* _PROMPT_
Please reproduce every one of the entries below, character for character.

(Rows from a dataset)
'''
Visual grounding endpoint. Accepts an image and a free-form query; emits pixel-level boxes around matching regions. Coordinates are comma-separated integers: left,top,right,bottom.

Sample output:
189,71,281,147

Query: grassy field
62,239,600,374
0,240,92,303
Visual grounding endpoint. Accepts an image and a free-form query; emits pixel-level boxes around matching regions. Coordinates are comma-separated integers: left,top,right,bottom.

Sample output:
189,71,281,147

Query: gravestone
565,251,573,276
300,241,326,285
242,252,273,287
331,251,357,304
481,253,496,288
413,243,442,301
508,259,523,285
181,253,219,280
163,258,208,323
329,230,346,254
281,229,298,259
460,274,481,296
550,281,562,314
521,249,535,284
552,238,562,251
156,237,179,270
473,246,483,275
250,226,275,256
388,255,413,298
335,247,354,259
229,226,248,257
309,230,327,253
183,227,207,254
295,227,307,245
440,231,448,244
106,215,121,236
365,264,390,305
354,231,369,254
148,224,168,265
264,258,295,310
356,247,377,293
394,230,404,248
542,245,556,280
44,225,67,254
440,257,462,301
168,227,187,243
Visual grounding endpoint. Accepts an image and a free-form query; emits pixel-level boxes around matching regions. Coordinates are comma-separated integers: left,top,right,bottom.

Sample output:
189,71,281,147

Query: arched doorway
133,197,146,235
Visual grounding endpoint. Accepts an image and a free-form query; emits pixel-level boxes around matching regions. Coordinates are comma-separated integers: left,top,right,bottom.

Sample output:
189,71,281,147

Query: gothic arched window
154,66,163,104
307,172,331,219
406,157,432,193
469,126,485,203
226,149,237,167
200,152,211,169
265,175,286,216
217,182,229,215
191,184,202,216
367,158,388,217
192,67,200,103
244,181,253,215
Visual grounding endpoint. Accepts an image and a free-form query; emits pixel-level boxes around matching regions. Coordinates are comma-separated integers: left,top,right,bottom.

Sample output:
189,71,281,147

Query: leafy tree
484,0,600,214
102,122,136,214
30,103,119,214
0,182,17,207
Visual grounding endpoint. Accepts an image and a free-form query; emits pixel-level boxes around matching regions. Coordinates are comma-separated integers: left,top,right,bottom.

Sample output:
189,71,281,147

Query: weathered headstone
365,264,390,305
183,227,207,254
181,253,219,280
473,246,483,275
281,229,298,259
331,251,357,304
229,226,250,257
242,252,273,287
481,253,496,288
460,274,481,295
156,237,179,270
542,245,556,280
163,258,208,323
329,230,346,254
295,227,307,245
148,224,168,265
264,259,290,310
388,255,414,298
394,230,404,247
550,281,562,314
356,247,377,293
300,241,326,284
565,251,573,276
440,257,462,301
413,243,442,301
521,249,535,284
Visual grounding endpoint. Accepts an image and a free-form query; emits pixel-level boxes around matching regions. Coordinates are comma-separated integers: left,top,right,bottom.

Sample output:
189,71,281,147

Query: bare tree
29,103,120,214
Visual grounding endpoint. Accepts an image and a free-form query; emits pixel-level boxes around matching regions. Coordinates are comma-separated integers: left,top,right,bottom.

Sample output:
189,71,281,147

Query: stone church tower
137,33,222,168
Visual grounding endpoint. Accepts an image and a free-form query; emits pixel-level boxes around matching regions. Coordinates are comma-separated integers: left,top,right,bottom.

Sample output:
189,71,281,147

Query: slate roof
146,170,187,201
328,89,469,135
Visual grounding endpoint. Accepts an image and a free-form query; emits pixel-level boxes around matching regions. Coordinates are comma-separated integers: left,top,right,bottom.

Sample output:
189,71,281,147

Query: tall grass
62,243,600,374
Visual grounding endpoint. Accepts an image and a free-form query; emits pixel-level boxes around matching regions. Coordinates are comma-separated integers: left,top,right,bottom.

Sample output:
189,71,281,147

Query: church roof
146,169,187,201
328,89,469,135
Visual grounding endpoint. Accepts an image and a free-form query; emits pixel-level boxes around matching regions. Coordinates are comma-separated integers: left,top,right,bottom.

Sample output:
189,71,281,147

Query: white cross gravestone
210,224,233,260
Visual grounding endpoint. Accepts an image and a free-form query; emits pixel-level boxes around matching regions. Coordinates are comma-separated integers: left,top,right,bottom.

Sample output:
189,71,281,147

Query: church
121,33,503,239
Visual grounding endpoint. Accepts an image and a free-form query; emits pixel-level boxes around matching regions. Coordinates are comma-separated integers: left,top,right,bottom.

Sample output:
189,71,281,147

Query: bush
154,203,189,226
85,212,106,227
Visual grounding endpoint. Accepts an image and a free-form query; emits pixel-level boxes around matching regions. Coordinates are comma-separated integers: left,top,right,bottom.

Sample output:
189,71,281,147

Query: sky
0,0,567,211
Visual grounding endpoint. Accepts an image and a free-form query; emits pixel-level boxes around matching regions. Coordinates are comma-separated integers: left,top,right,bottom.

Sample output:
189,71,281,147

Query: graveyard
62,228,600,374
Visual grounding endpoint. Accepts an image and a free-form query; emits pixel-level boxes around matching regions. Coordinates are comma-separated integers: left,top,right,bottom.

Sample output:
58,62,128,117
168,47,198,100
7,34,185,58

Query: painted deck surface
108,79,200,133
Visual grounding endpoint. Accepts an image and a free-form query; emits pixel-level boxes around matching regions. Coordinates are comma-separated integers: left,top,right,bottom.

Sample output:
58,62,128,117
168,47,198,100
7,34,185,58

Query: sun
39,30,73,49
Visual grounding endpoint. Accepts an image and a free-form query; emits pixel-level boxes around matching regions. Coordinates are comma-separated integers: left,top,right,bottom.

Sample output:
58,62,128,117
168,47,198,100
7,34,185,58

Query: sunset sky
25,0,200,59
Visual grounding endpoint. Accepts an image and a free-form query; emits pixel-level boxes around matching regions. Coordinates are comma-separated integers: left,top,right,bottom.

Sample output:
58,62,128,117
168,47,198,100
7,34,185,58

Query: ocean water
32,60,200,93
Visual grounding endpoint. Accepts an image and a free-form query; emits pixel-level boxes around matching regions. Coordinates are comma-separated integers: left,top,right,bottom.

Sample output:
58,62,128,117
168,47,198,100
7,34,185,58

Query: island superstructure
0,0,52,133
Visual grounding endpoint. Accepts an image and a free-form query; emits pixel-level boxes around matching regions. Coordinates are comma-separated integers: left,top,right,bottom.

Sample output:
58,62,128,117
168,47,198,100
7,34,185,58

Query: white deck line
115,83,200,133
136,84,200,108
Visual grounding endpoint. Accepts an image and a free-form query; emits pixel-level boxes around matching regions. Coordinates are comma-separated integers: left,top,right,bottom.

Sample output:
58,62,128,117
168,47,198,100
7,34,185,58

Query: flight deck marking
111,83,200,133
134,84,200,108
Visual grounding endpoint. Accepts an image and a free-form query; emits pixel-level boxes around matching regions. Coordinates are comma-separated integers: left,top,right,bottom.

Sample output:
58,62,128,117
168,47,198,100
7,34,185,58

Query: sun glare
'''
* _RESPONSE TO THE TASK_
Visual grounding endpoint. Accepts an image and a free-form query; emits pixel-level boxes around matching regions. Coordinates are comma-separated integers: left,top,right,bottom.

Sample output:
189,71,281,147

Query: grassy field
62,239,600,374
0,240,92,303
Visual grounding endpoint. Accepts an image and a free-form query; emits pixel-level boxes around matching regions. Coordinates are comma-separated integers: left,top,right,bottom.

Sample output:
189,71,281,147

Query: gravestone
565,251,573,276
300,241,326,285
242,252,273,287
331,251,357,304
481,253,496,288
413,243,442,301
508,259,523,285
181,253,219,280
163,258,208,323
329,230,346,254
281,229,298,259
460,274,481,296
550,281,562,314
521,249,535,284
552,238,562,251
156,237,179,270
473,246,483,275
250,226,275,256
388,255,413,298
335,247,354,259
229,226,248,257
309,230,327,253
183,227,207,254
295,227,307,245
440,231,448,244
106,215,121,236
365,264,390,305
354,231,369,254
148,224,168,265
264,258,295,310
356,247,377,293
394,230,404,248
542,245,556,280
44,225,67,254
440,257,462,301
168,227,187,243
Visual grounding endpoint. Accepts an image and a free-form query; emits pixel-level boxes around matching regions. Coordinates are comma-separated integers: left,top,right,bottom.

Sample output:
189,71,281,147

Query: arched doorway
133,197,146,235
Visual grounding endpoint. Accepts an image and a free-form query; emits pixel-level boxes around matching regions. Coordinates are comma-separated integers: left,top,right,bottom.

Sample output:
189,71,281,147

Query: gothic arched window
154,66,163,104
307,172,331,219
406,157,432,193
469,126,485,203
226,149,237,167
200,152,211,169
265,175,286,216
217,182,229,215
191,184,202,216
367,158,388,217
192,67,200,103
244,181,253,215
Visual grounding endpoint. Accepts an image and a free-form query; emits pixel-level boxes around matching regions. Coordinates are comma-separated integers: left,top,right,bottom.

Sample output:
189,71,281,147

Query: leafy tree
484,0,600,214
102,122,136,214
30,103,119,214
0,182,17,207
Visual grounding endpoint. Accepts an image and a free-form query; emits pixel-level boxes around matching regions. Coordinates are comma-separated integers: left,top,right,bottom.

Sample output:
189,71,281,147

Query: weathered headstone
365,264,390,305
183,227,207,254
181,253,219,280
473,246,483,275
281,229,298,259
331,251,357,304
229,226,250,257
242,252,273,287
481,253,496,288
460,274,481,295
156,237,179,270
542,245,556,280
163,258,208,323
329,230,346,254
295,227,307,245
148,224,168,265
264,259,290,310
388,255,414,298
394,230,404,247
550,281,562,314
356,247,377,293
300,241,326,284
565,251,573,276
440,257,462,301
413,243,442,301
521,249,535,284
Visual grounding endpoint. Accepts an image and a free-form query; emits pixel-level boxes around matching regions. Coordinates are comma-separated integers: left,top,right,bottom.

Sample output:
189,71,281,147

Query: bare tree
29,103,120,214
Visual grounding endpoint. Accepts an image and a free-form query; emits pixel-level boxes around matching regions. Coordinates are comma-separated integers: left,top,right,bottom.

Sample output:
189,71,281,147

Query: stone church tower
137,33,222,168
Visual grounding endpoint. Accepts an image and a free-form query; emits pixel-level boxes around matching regions. Coordinates are comma-separated integers: left,top,right,bottom.

Sample output:
189,71,281,147

Query: slate roof
146,170,187,201
328,89,469,135
Visual grounding endpoint. Accepts an image and a free-form query; emits pixel-level boxes around matching regions. Coordinates are comma-separated integers: left,top,right,bottom.

Sample output:
189,71,281,147

Query: tall grass
62,243,600,374
Visual grounding endpoint. Accepts an image and a free-form query; emits pixel-level boxes around matching regions. Coordinates are comma-separated integers: left,top,right,bottom.

Sample output:
189,71,281,147

Query: church roof
146,169,187,201
328,89,469,135
Visual grounding endpoint. Accepts an image and a free-form query; emits pixel-level boxes around matching regions. Coordinates are comma-separated integers: left,top,right,bottom.

Sample output:
189,71,281,147

Query: white cross gravestone
210,224,233,260
Visual grounding endpoint. Accepts an image and a free-form query; emits pixel-level boxes around matching regions. Coordinates are comma-separated integers: left,top,right,bottom.

Sample output:
189,71,281,147

Query: church
121,33,503,239
Visual grounding endpoint. Accepts an image and a free-form query; emits pixel-level boxes around matching regions. Coordinates are comma-separated integers: left,top,right,bottom.

Sample output:
189,71,281,147

Query: bush
154,203,189,226
85,212,106,227
Visual grounding endpoint. Accepts an image and a free-form query; emits pixel-level boxes around matching regions. Coordinates are comma-separated integers: left,top,right,bottom.

Sample output:
189,71,281,147

Query: sky
0,0,567,211
Visual grounding endpoint. Accepts an image and a free-form query; emits pixel-level boxes around matching regions. Coordinates are comma-separated integers: left,top,right,bottom.

Sample output:
189,71,281,147

Query: graveyard
62,228,600,374
Visual grounding endpoint. Accepts an image and a free-form query; emits pixel-level boxes around matching regions. Coordinates are comma-separated integers: left,top,right,bottom.

Sample output:
58,62,128,117
168,47,198,100
7,34,185,58

Query: painted deck surface
108,79,200,133
Visual grounding endpoint. Accepts an image and a free-form query; emits pixel-level boxes around matching regions. Coordinates are comma-separated integers: left,top,right,bottom.

Sample output:
58,62,128,117
168,47,198,100
7,34,185,58

Query: sun
39,30,73,49
Visual grounding endpoint. Accepts an image and a free-form query; emits pixel-level boxes around matching regions. Coordinates are comma-separated integers: left,top,right,bottom.

Sample output:
58,62,128,117
168,47,198,100
7,34,185,58

Query: sunset sky
25,0,200,59
Visual grounding endpoint. Accepts an image and a free-form query; emits pixel-level boxes around matching regions. Coordinates are comma-separated integers: left,top,right,bottom.

Sample output:
58,62,128,117
168,47,198,100
7,34,185,58

Query: ocean water
32,60,200,93
Visual grounding endpoint. Accepts an image and a free-form query; emits pixel-level boxes around matching regions. Coordinates are comma-separated integers: left,top,right,bottom.

Sample output:
58,62,128,117
168,47,198,100
7,34,185,58

Query: island superstructure
0,0,52,133
Visual grounding endpoint. Accepts an image and a free-form query; emits pixel-level boxes around matching regions. Coordinates are comma-separated integers: left,top,right,bottom.

Sample output:
58,62,128,117
168,47,198,100
7,34,185,58

Query: white deck line
115,83,200,133
136,84,200,108
Visual grounding endpoint. Accepts an image and a free-form query; emits pixel-level boxes around matching regions. Coordinates are comma-separated integers: left,top,right,bottom.

Sample output:
58,62,128,117
168,47,198,100
7,34,185,58

Query: flight deck marking
111,83,200,133
134,84,200,108
Visual grounding endpoint. Accepts an image and a free-form query; emits pixel-level boxes around matching regions. Coordinates are comma-separated integers: left,top,right,bottom.

Sample output:
58,62,128,117
168,47,198,100
7,34,185,58

Query: sun glare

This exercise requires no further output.